> **WHAT YOU NEED TO DO**:
[1] In the passage below on offshore power transmission, what two factors will ultimately determine the technology and setup to be used?
[2] Using the passage below on offshore power transmission, decide whether each statement agrees with it. (a) The cost of the solution will widen the operating range of the HVAC envelopes. (b) Section 2 of the paper presents the literature review. (c) The paper's conclusions appear in Section 5.
[3] Extend the passage below on offshore power transmission, starting after its final sentence.

===== READING PASSAGE

On the transmission side, because the voltage and rating of AC systems are capped by the cable used, a conventional cable model based on distributed parameters, together with a set of the most important AC technical limitations, will be used to determine the operating range of the voltage/power HVAC envelopes. The cost of the solution will refine and further restrict the operating range, finally confirming the break-even point for the HVDC alternative. Regarding the power requirements for the O&G site candidates, those will be clustered within these envelopes to validate their accuracy. Ultimately, the power rating required and the distance to shore shall determine the technology and setup to be used.
It is expected that this will allow developers to select the most cost-effective configuration depending on the production rate and the distance to shore of each site, and therefore reduce the CAPEX and OPEX of the energy supply setup. OHVS suppliers may optimize the engineering, increase project replication, and reduce execution risk.

1.3. Paper Organization

The outline of this paper is as follows. Section 2 presents the literature review. Section 3 shows the results of our review of the existing O&G and OWF portfolio, both in terms of existing substations, as well as candidate sites for PFS which will provide the substance for the model. Section 4 details the methods, particularly the models of the transmission systems used in the optimization exercise as well as the final optioneering tool itself. The resulting standardized modules for AC and DC are calculated in Section 5 and the conclusions are captured in Section 6.

==========
===== DATA LINES

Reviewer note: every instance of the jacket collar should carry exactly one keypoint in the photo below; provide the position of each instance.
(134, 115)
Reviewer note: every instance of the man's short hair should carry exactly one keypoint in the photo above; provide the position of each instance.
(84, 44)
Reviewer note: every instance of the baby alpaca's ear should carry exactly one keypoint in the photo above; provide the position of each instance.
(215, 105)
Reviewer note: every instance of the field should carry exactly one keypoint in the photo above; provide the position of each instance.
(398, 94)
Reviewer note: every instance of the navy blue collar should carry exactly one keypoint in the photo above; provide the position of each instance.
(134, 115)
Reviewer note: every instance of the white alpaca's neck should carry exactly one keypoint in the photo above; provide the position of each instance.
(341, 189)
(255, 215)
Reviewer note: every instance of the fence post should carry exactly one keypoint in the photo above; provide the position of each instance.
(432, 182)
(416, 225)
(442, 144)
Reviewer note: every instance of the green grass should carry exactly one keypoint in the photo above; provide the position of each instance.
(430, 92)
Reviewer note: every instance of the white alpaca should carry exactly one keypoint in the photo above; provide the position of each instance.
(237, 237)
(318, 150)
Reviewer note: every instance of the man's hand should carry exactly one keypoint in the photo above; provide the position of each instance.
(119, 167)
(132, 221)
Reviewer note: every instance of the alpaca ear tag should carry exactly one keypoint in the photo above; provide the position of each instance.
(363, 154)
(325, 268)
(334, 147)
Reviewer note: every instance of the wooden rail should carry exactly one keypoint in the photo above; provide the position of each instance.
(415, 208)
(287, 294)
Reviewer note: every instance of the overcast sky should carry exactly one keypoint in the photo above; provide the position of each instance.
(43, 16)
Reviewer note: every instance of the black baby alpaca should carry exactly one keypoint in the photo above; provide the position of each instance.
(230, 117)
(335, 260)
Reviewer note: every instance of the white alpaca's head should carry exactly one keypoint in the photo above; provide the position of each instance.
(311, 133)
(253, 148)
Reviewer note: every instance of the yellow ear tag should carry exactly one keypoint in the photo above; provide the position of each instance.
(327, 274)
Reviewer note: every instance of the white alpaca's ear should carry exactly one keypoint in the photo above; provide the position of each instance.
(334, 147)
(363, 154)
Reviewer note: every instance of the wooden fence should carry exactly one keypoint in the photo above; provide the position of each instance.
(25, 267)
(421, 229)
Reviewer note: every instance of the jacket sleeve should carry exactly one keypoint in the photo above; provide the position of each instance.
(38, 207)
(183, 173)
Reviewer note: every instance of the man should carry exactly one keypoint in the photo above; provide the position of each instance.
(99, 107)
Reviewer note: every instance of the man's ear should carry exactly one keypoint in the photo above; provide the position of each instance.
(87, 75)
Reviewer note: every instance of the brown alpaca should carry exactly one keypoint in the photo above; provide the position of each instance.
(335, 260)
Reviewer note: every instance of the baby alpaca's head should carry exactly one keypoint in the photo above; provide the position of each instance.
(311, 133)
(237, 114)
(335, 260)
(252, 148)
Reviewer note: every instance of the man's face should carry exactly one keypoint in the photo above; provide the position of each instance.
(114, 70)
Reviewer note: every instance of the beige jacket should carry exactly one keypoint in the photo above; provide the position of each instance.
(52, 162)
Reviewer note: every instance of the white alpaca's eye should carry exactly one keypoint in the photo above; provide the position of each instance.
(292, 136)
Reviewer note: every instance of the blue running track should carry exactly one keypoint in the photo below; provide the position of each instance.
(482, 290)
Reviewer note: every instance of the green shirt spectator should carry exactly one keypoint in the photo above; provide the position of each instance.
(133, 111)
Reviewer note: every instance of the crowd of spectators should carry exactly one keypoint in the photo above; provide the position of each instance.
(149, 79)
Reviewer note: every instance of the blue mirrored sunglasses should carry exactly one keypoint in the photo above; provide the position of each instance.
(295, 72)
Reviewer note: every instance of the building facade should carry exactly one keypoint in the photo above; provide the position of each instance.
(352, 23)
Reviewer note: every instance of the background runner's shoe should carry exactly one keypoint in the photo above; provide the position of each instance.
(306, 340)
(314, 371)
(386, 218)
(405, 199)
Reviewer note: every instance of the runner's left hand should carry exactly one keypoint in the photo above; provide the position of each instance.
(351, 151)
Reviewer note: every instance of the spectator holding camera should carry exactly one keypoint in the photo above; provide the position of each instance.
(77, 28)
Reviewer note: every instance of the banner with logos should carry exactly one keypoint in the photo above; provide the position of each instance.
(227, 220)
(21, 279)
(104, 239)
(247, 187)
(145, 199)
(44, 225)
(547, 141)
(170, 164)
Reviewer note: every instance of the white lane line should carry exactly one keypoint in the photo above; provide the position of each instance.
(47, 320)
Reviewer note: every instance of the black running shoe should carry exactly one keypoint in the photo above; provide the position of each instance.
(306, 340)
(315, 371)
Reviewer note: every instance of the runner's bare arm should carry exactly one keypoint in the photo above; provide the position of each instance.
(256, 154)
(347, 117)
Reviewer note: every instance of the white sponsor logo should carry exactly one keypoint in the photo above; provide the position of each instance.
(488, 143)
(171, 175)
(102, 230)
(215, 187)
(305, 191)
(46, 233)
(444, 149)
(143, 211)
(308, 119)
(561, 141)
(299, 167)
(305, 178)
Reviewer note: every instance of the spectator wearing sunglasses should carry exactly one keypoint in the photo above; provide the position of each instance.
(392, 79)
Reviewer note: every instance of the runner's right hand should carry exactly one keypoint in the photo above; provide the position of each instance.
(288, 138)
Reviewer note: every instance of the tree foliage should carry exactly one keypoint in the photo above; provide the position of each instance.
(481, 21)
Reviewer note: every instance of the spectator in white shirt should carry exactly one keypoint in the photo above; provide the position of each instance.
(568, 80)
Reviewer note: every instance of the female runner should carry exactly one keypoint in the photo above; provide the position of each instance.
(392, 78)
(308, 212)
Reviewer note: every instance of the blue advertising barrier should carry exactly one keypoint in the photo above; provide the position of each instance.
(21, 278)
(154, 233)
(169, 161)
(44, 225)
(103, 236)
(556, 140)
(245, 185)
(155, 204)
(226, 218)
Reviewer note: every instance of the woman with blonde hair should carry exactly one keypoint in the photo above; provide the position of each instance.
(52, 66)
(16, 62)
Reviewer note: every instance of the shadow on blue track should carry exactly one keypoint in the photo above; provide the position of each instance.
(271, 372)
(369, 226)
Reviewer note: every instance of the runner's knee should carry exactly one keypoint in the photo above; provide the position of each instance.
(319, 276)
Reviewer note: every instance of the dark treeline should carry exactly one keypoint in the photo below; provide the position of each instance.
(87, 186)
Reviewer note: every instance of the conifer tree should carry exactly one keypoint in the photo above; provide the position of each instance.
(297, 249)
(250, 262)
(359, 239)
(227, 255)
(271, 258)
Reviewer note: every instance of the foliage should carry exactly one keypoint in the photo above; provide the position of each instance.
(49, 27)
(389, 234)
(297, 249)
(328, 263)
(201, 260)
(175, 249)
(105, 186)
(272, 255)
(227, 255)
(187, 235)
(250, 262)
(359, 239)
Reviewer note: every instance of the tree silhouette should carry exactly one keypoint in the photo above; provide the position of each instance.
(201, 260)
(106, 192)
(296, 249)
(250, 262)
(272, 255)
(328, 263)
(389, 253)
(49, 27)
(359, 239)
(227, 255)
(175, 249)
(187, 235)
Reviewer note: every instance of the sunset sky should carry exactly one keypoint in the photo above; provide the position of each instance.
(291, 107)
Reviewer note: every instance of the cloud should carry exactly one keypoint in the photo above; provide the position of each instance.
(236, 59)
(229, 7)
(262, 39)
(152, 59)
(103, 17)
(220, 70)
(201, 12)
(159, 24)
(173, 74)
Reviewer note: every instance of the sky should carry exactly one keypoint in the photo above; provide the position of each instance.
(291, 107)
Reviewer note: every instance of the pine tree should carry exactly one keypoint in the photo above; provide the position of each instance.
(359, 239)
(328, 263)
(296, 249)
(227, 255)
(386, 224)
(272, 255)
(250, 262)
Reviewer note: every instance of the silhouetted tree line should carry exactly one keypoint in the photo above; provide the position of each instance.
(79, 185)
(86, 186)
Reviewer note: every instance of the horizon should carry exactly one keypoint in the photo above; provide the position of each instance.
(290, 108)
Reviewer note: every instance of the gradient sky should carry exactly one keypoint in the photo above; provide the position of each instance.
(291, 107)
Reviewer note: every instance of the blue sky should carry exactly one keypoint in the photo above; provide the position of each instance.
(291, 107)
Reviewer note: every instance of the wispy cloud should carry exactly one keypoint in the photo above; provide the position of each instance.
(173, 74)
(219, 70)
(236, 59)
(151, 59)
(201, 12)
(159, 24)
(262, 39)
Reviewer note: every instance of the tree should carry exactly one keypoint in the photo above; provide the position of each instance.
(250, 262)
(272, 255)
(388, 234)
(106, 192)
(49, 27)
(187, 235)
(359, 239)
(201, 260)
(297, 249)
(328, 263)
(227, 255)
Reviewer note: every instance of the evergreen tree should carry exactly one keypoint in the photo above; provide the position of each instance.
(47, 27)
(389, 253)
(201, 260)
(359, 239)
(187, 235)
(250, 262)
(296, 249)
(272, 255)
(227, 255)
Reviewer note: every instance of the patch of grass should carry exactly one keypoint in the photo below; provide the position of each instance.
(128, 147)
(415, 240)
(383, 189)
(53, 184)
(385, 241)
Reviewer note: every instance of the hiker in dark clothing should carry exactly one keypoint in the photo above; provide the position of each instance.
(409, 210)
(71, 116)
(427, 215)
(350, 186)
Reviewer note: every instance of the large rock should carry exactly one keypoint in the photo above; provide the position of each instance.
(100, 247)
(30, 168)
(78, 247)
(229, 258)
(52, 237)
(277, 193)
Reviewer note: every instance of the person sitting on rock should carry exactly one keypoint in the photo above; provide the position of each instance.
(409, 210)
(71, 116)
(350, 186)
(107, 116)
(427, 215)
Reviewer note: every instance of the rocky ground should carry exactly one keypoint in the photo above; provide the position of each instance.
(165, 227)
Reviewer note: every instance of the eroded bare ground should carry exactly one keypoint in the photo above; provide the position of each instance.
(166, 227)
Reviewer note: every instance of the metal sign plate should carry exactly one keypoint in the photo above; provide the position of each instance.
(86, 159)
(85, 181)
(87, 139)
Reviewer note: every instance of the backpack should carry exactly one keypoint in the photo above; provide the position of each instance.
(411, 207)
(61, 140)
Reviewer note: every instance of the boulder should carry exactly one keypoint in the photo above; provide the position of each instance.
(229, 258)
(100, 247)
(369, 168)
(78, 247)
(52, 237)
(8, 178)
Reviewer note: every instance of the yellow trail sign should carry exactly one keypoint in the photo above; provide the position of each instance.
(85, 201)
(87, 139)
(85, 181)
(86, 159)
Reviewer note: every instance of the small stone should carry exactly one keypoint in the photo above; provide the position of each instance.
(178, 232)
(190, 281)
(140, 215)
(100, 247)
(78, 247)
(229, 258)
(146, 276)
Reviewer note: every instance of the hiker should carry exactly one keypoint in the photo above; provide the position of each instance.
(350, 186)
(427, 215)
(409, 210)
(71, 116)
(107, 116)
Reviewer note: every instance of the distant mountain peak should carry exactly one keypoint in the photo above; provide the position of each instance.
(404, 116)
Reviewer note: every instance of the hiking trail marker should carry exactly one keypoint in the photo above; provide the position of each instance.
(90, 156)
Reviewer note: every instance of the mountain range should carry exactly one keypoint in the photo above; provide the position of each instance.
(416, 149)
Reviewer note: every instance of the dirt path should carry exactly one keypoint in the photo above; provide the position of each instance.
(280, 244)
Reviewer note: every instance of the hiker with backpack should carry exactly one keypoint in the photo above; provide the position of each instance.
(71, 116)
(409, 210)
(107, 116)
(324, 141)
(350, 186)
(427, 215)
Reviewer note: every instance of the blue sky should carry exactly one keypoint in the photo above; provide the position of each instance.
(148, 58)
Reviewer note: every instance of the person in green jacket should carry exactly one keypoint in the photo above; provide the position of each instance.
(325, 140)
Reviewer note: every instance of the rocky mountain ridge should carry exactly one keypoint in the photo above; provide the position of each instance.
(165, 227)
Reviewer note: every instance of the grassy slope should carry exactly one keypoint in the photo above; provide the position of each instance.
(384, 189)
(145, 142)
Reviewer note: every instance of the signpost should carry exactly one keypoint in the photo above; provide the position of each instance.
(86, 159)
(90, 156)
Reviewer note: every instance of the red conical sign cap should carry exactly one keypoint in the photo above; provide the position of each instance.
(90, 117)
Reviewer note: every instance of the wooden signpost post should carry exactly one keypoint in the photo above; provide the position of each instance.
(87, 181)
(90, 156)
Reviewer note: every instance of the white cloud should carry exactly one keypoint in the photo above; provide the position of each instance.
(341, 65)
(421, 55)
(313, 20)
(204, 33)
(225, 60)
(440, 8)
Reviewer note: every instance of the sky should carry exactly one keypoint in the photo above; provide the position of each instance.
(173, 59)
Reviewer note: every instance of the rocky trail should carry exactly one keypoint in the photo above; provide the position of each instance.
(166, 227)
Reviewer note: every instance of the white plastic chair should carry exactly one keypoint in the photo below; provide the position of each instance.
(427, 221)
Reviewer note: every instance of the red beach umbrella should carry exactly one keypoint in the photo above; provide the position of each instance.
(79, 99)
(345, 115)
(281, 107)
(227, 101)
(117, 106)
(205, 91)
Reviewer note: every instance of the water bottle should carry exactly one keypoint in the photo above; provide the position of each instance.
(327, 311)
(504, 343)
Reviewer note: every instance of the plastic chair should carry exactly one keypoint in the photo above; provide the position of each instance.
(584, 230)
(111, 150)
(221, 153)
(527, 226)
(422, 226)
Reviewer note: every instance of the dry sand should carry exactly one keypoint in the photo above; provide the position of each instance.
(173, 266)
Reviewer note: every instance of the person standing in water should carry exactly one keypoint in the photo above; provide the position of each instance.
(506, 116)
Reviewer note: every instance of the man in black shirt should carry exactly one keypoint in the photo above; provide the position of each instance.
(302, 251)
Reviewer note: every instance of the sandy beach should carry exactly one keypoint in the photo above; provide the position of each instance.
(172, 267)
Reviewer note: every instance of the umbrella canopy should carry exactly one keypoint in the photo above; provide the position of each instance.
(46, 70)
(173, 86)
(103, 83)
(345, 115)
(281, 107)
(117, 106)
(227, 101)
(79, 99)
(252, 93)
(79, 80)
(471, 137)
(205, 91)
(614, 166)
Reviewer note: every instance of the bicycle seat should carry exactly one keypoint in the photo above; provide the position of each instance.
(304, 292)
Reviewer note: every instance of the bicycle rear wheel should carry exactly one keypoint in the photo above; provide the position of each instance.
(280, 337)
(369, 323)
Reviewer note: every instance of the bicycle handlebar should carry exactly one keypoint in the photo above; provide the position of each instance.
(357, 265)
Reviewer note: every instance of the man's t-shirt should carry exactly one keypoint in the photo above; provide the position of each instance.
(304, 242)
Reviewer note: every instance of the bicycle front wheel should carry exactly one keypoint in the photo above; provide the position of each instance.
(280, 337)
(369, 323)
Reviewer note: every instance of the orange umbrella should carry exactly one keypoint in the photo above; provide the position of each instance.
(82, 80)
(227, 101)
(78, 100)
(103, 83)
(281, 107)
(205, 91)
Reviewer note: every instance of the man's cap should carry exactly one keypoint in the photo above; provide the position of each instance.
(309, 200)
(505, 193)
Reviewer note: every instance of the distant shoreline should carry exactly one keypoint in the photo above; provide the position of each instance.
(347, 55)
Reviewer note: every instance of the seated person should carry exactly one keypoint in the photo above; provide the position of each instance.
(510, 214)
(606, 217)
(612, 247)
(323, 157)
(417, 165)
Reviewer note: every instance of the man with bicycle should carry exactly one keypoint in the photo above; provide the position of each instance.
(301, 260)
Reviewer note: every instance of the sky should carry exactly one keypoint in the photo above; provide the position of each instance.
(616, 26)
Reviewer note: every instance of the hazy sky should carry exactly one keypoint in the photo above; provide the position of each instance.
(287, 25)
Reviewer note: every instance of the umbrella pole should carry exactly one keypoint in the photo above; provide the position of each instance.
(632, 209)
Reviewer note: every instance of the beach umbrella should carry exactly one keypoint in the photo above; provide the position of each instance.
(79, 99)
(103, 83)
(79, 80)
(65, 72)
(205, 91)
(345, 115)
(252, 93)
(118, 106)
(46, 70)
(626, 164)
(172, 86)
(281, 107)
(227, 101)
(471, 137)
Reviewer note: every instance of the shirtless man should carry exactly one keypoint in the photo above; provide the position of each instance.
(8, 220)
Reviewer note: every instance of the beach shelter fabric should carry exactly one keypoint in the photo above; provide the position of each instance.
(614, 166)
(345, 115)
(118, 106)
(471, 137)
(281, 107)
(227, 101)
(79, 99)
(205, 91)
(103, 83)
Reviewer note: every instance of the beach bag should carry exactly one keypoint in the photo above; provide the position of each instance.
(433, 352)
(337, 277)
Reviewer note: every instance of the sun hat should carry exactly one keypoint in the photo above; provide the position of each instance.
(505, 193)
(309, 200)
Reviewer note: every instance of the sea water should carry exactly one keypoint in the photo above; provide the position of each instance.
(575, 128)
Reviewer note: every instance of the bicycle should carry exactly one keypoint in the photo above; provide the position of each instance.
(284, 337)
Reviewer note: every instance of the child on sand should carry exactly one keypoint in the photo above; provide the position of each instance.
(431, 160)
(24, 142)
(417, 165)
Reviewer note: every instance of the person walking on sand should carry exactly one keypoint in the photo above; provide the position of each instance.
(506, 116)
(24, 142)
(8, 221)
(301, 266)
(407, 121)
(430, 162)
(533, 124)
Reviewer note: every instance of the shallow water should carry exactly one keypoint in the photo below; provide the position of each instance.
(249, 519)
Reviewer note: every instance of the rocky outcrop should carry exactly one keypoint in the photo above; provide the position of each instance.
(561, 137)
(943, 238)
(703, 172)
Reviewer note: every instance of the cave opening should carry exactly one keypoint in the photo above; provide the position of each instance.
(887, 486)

==========

> **FINAL RESULTS**:
[1] The required power rating and the distance to shore will determine the technology and setup.

[2]
(a) No: "The cost of the solution will refine and further restrict the operating range"
(b) Yes: "Section 2 presents the literature review."
(c) No: "the conclusions are captured in Section 6."

[3]
2. Literature Review

In general, contributions towards the standardization of PFS are limited, this is particularly so in terms of holistic approaches regarding the voltage level and power ratings to be used across multiple project sites.
The available literature is heavily concentrated on improving substation design, yet not on the standardization of the ratings used, and is focusing heavily on onshore transmission systems. At the same time, there is limited information available on the production-specific rating of offshore production sites. The latter must be estimated based on the existing PFS-connected sites, which, as seen before, may carry a project-specific bias.
Our review further outlined and covered the performance and limitations of HVAC and HVDC systems that were built mostly as a result of knowledge gained from OWF research, their correlation with offshore O&G production, and ultimately the PFS concepts and their on-going modularization efforts.
There are multiple reviews available regarding the use of both HVAC and HVDC for OWF, as well as, for several oil and gas production sites. The review presented in [7] explains the substantial variability of the design standards, national technical frameworks, and commercial limitations, and includes the actual cost allocation to the multiple stakeholders involved during development and operation. Additionally, though patterns are emerging, several types of solutions are still being deployed offshore, including conventional offshore substations (usually self-standing and serving as the collector point for the offshore arrays), integrated substations (combining HVAC and HVDC infrastructure in the same substation) and offshore transformer modules (OTM).
As mentioned in [1] offshore O&G production sites may range upwards of several hundred MW and share many characteristics with large-scale OWF, thus the interest and feasibility of paring them together. The significant power requirements and the long distance limit the application of HVAC due to the high charging current in the cables and the voltage required to make the voltage/power envelope feasible, as validated in [8].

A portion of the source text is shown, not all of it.